Your task is to output the entries below word for word.

◆ **Point placement records**:
↓↓↓

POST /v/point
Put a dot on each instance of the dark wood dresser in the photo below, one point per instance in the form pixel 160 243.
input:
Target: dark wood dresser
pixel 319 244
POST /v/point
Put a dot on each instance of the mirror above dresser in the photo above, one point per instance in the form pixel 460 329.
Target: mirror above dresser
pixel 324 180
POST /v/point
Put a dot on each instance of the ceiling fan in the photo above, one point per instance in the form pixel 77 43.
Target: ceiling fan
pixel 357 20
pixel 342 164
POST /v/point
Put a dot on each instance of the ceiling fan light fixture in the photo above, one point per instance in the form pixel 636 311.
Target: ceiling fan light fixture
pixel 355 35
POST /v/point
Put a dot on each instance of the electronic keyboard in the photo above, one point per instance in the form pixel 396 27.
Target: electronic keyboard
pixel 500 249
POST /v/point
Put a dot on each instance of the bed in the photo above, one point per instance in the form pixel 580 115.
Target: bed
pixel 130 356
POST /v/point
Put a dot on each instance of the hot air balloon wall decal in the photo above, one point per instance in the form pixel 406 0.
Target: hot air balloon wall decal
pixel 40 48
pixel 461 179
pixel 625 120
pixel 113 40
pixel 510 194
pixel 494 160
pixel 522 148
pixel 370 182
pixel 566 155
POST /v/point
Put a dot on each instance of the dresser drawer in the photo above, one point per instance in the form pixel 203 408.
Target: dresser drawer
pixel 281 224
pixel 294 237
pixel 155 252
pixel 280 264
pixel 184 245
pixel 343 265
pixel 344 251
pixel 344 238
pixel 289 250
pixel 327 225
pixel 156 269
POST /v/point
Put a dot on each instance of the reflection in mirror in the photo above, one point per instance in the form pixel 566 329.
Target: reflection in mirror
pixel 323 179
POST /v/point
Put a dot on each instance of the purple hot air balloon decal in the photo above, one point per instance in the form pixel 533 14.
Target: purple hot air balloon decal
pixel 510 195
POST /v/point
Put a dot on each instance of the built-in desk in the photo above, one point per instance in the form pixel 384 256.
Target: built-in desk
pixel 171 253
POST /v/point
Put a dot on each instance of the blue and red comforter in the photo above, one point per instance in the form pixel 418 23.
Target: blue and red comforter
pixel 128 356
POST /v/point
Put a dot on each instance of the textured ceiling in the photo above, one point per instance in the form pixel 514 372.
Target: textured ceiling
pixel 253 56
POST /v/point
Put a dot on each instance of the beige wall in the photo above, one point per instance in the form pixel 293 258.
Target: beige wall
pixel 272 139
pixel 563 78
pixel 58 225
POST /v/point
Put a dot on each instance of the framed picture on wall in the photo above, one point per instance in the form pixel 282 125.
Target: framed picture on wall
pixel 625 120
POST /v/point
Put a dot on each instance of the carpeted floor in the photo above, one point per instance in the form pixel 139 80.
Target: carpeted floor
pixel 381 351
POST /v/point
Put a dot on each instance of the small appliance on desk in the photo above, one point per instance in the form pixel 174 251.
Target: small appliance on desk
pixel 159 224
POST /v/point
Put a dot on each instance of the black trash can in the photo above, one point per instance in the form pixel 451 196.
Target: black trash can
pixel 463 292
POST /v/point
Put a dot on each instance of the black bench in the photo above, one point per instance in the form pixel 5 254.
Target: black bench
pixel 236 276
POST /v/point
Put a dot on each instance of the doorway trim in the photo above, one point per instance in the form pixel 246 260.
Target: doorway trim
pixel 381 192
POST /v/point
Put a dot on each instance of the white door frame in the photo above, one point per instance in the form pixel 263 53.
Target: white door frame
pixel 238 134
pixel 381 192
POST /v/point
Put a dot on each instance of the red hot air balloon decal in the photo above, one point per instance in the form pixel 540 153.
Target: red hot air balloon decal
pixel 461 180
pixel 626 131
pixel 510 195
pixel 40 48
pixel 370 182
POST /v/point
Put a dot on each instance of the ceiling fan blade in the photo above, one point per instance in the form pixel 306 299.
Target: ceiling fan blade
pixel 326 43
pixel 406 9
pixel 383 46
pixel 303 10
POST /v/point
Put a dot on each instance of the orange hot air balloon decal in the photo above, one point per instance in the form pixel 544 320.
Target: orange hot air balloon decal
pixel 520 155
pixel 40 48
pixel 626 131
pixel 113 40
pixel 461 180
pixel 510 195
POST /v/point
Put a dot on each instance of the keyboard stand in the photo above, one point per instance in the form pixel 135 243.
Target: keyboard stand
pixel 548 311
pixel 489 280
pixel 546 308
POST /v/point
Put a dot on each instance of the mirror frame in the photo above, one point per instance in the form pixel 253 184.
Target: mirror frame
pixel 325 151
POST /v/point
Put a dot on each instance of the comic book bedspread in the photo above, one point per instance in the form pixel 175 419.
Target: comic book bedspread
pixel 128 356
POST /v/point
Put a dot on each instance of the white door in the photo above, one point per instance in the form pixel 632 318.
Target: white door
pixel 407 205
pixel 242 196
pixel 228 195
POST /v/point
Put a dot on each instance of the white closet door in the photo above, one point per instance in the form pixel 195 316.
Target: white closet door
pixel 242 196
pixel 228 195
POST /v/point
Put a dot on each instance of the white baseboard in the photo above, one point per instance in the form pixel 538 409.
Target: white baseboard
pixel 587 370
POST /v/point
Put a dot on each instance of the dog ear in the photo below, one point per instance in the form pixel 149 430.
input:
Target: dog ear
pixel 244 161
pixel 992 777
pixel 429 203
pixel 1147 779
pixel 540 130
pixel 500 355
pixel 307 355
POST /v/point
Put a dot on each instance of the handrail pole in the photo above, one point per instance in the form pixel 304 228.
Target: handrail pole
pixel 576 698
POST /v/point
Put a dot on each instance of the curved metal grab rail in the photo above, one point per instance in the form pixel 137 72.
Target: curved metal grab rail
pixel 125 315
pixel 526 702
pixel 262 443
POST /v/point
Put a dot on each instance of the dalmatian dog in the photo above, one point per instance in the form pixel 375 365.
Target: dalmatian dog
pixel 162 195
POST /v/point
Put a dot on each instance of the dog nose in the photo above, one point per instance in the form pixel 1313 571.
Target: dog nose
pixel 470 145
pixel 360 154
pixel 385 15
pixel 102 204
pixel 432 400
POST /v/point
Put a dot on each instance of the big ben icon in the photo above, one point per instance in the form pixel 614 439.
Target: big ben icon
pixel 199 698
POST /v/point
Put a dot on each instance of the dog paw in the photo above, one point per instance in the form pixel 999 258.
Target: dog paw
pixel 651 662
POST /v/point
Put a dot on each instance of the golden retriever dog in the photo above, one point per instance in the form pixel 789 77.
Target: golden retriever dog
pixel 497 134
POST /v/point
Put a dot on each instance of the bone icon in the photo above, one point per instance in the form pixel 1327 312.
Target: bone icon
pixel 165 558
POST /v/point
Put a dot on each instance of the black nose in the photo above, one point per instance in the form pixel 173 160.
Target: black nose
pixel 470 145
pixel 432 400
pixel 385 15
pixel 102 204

↑↑↑

◆ **SOLUTION TO THE EXERCISE**:
POST /v/point
Put a dot on each instance of the dark wood dresser in the photo below, one point per instance in the form pixel 160 243.
input:
Target: dark wood dresser
pixel 319 244
POST /v/point
Put a dot on each instance of the mirror above dresser in the photo above, one point per instance in the form pixel 460 329.
Target: mirror above dresser
pixel 324 180
POST /v/point
Put a dot on each instance of the ceiling fan in the photo above, one point per instance in the form pixel 77 43.
Target: ceiling fan
pixel 357 20
pixel 342 164
POST /v/point
Put a dot on each instance of the ceiling fan light fixture in the photo above, one point per instance in the form pixel 636 311.
Target: ceiling fan light fixture
pixel 355 35
POST /v/point
Put a dot on each instance of the electronic keyboard in the photo above, one point per instance in the form pixel 396 27.
Target: electronic keyboard
pixel 500 249
POST /v/point
Put a dot on each instance of the bed in the photo above, one point per instance in the form pixel 580 115.
Target: bed
pixel 130 356
POST /v/point
Put a dot on each instance of the hot air balloon wall decal in the photo above, one point per instance in the form pixel 406 0.
Target: hot air balloon wall decal
pixel 40 48
pixel 461 179
pixel 625 120
pixel 113 40
pixel 510 194
pixel 494 160
pixel 522 148
pixel 370 182
pixel 566 155
POST /v/point
Put a dot on each instance of the dresser drawer in the photo above, one point per instance in the form pixel 203 408.
Target: dresser drawer
pixel 281 224
pixel 294 237
pixel 155 252
pixel 280 264
pixel 184 245
pixel 343 265
pixel 344 251
pixel 344 238
pixel 289 250
pixel 327 225
pixel 156 269
POST /v/point
Put a dot on each instance of the reflection in mirror in the photo above, one point per instance in the form pixel 566 329.
Target: reflection in mirror
pixel 323 179
POST /v/point
Put a dot on each instance of the purple hot air balloon decal in the photo above, one point per instance in the form pixel 533 14.
Target: purple hot air balloon decal
pixel 510 195
POST /v/point
Put a dot on each instance of the built-in desk in the photo above, one point per instance in the form pixel 384 256.
Target: built-in desk
pixel 171 253
POST /v/point
Put a dot on each instance of the blue and red comforter in the photo above, one point per instance in the form pixel 418 23.
Target: blue and red comforter
pixel 128 356
POST /v/point
Put a dot on each instance of the textured ceiling in the photo above, one point per instance in the form pixel 514 372.
Target: textured ceiling
pixel 253 56
POST /v/point
Put a dot on each instance of the beige wall in the photo above, one point per instance in the form pixel 293 258.
Target: beige wall
pixel 272 139
pixel 563 78
pixel 58 225
POST /v/point
Put a dot on each instance of the framed picture on wall in the photo above, one point per instance in the form pixel 282 125.
Target: framed picture on wall
pixel 625 120
POST /v/point
Put a dot on each instance of the carpeted floor in the photo above, one point per instance in the form pixel 139 80.
Target: carpeted floor
pixel 381 351
POST /v/point
Put a dot on each instance of the small appliance on desk in the photo above, one point per instance in the form pixel 174 251.
Target: small appliance on desk
pixel 159 224
POST /v/point
Put a dot on each instance of the black trash can in the photo above, one point per instance in the form pixel 451 196.
Target: black trash can
pixel 463 292
POST /v/point
Put a dot on each instance of the black bench in the photo above, one point per instance in the form pixel 5 254.
Target: black bench
pixel 236 276
POST /v/point
Put a dot on each instance of the doorway trim in the photo above, one point per instance in the form pixel 246 260.
Target: doorway trim
pixel 381 192
POST /v/point
Put a dot on each instance of the white door frame in the photo above, one point per instance in the form pixel 263 53.
Target: white door frame
pixel 238 134
pixel 381 192
POST /v/point
Put a dot on each instance of the red hot air balloon decal in the photo above, one point per instance in the form pixel 540 153.
Target: red hot air balloon decal
pixel 461 180
pixel 626 131
pixel 510 195
pixel 40 48
pixel 370 182
POST /v/point
Put a dot on each instance of the ceiling fan blade in the photo above, one point per instance in the form pixel 306 299.
Target: ceiling fan blade
pixel 326 43
pixel 406 9
pixel 383 46
pixel 303 10
POST /v/point
Put a dot on each instance of the orange hot air balloon decal in the photo above, one point per instance in the form pixel 544 320.
Target: orange hot air balloon decal
pixel 520 155
pixel 40 48
pixel 626 131
pixel 113 40
pixel 461 180
pixel 510 195
POST /v/point
Put a dot on each instance of the keyboard stand in the photo above, one point per instance in the form pixel 135 243.
Target: keyboard stand
pixel 548 311
pixel 489 280
pixel 546 308
POST /v/point
Put a dot on each instance of the mirror frame in the photo above, one point per instance in the form pixel 253 184.
Target: mirror frame
pixel 325 151
POST /v/point
Put a dot on each instance of the comic book bedspread in the photo above, one point per instance in the form pixel 175 419.
Target: comic book bedspread
pixel 128 356
POST /v/point
Put a dot on each instance of the white door in the photo above, one point per instance in the form pixel 632 318.
Target: white door
pixel 407 205
pixel 242 196
pixel 228 195
POST /v/point
Put a dot on each instance of the white closet door in the photo above, one point per instance in the form pixel 195 316.
Target: white closet door
pixel 242 196
pixel 228 195
POST /v/point
Put a dot on each instance of the white baseboard in the photo above, one point per instance in the form pixel 538 409.
Target: white baseboard
pixel 587 370
POST /v/point
Put a dot on each instance of the dog ear in the photo below, one point per instance in the form pixel 149 430.
input:
Target: dog ear
pixel 244 161
pixel 992 777
pixel 429 203
pixel 1147 779
pixel 540 130
pixel 500 355
pixel 307 355
POST /v/point
Put a dot on each instance of the handrail pole in the photo above, one point per instance in the form pixel 304 228.
Target: handrail pole
pixel 576 698
POST /v/point
Put a dot on each instance of the curved metal grab rail in the photo above, one point per instance in the form pixel 137 72.
Target: curved metal grab rail
pixel 125 315
pixel 526 702
pixel 262 443
POST /v/point
Put a dot on each instance of the dalmatian dog in the photo above, one point per instance in the form pixel 375 365.
Target: dalmatian dog
pixel 162 195
POST /v/point
Put a dot on each instance of the dog nose in the photo above, one point per instance in the form pixel 1313 571.
Target: dog nose
pixel 470 145
pixel 360 154
pixel 385 15
pixel 102 204
pixel 432 400
POST /v/point
Put a dot on each instance of the big ben icon in the photo above, one point per instance in the form pixel 614 439.
Target: big ben icon
pixel 199 698
POST /v/point
Put a dot on each instance of the dog paw in the photo above, one point per instance in the form pixel 999 258.
Target: dog paw
pixel 651 662
POST /v/point
Put a dot on each instance of the golden retriever dog in the photo above, one point per instance in the form pixel 789 77.
Target: golden retriever dog
pixel 497 134
POST /v/point
Put a dot on each instance of the bone icon in the photo above, one point per instance in the form pixel 1327 312.
Target: bone icon
pixel 165 558
POST /v/point
Put a dot on each instance of the black nose in the photo above, one point per instance in the form pixel 173 160.
Target: black nose
pixel 470 145
pixel 432 400
pixel 385 15
pixel 102 204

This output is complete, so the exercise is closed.